▶ **Task statement**:
Check each line of the material below for "skyline" and copy those where it appears.
□ □ □ □
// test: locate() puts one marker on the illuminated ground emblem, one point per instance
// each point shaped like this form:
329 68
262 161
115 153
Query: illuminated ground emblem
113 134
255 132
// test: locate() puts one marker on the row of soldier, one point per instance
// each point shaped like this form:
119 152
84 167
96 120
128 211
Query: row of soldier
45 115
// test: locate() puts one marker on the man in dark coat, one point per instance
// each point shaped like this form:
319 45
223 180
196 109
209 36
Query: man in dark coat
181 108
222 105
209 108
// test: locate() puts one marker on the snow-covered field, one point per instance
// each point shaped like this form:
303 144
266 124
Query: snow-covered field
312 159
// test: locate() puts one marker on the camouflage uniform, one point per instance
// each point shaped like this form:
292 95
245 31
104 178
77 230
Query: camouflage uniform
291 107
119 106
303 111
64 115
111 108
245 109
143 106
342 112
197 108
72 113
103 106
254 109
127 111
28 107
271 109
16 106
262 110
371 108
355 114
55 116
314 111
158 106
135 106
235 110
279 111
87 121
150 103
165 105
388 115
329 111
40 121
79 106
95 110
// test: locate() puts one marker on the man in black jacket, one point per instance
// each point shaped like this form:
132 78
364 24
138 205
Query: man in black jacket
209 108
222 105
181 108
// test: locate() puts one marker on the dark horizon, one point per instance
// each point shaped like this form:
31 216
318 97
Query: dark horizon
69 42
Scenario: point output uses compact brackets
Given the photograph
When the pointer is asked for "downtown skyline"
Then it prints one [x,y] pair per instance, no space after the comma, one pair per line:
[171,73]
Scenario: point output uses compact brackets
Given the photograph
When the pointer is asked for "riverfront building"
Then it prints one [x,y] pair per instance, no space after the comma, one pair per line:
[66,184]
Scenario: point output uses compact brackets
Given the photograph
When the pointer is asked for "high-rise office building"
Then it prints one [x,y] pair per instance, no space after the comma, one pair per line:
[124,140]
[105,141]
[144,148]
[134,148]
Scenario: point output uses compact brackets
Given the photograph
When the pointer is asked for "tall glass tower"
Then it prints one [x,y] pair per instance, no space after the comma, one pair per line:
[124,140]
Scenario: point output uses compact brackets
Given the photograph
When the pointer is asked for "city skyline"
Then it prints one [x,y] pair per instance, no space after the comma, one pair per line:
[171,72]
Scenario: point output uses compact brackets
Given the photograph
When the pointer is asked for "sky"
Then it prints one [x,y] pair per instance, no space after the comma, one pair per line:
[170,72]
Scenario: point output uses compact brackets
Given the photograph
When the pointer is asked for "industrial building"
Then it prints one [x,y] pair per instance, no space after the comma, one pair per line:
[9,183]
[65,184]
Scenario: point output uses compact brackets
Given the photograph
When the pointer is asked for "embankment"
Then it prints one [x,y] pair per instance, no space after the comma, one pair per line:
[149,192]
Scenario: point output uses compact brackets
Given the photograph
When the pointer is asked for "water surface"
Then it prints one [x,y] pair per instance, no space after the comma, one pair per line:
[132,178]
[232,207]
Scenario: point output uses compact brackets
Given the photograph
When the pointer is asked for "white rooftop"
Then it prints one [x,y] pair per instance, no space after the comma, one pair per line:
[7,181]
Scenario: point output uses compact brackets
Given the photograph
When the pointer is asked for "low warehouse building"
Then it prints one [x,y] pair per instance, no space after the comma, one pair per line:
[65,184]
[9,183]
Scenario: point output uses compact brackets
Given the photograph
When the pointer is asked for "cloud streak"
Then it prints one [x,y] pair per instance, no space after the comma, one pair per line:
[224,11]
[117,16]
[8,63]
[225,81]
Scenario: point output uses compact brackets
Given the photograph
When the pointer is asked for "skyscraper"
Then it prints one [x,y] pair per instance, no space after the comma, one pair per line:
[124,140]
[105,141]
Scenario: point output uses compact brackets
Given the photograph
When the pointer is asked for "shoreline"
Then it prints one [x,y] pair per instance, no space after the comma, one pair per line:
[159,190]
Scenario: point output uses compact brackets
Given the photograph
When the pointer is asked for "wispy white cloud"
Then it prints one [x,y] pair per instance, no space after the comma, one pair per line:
□ □ □ □
▶ **Response**:
When the pointer is asked for "downtown skyline"
When the pointer is asked for "city skyline"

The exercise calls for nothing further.